● **Stated exercise**: Reproduce the data below verbatim, starting at the line containing "Where can the blue" and continuing through the line containing "Target: blue sky", including both of those lines. Leave out the pictures.

-- START OF Source records --

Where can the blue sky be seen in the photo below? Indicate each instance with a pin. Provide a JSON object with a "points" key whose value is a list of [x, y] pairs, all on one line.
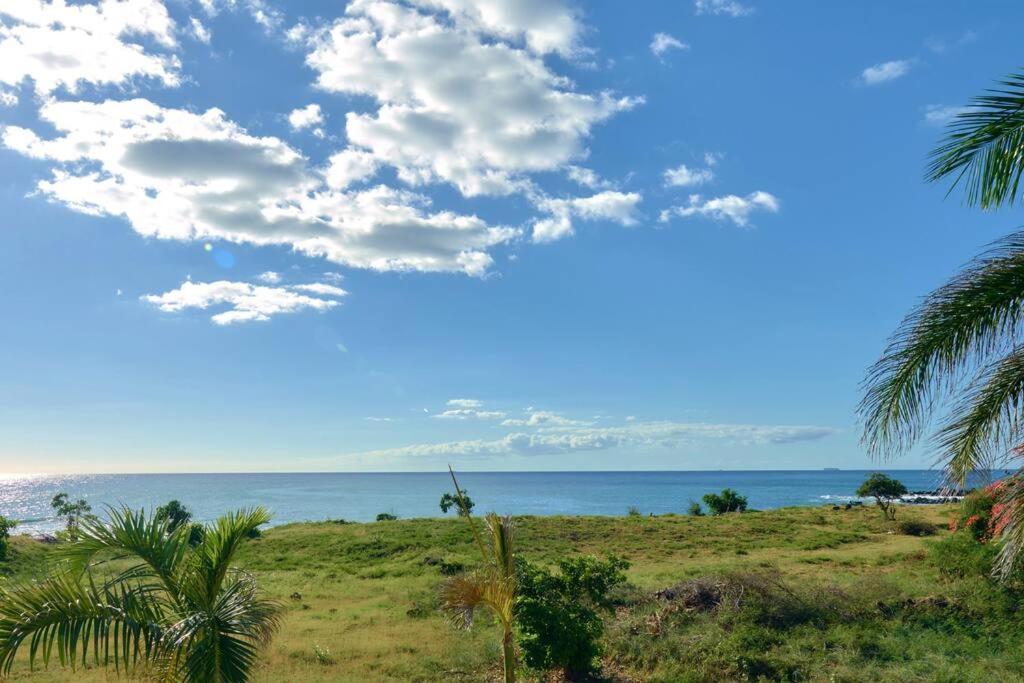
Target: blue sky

-- END OF Source records --
-- START OF Source records --

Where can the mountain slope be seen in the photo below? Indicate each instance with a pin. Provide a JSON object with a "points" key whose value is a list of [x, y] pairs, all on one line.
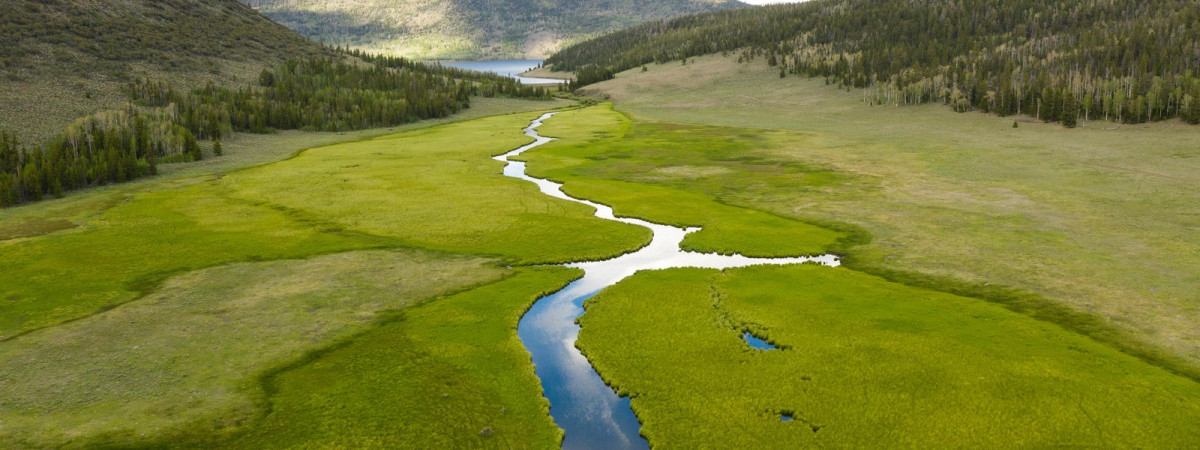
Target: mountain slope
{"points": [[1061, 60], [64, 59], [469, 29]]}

-- END OF Source records --

● **Solution**:
Where can the blue sky be seen in the photo below? Indicate each instance with a pin. Provide a JSON object with a "points" key whose value is a list of [x, y] pairs, all on one line.
Target: blue sky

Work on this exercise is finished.